### TASK OBJECTIVE:
Copy out every line of the listing below, requests included. Scale each box coordinate in the answers by 0.75 and round it to a whole number, with halves rounded up, but leave the numbers in the requests and their format descriptions unchanged.

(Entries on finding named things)

----

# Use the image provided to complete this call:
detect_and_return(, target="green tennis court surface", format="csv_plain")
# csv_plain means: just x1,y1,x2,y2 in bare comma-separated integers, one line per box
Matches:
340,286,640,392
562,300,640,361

----

### FULL OUTPUT:
# Use the image provided to complete this call:
detect_and_return(, target="green tennis court surface", format="csv_plain")
# csv_plain means: just x1,y1,x2,y2 in bare comma-separated integers, one line per box
Matches:
255,215,480,294
422,225,480,271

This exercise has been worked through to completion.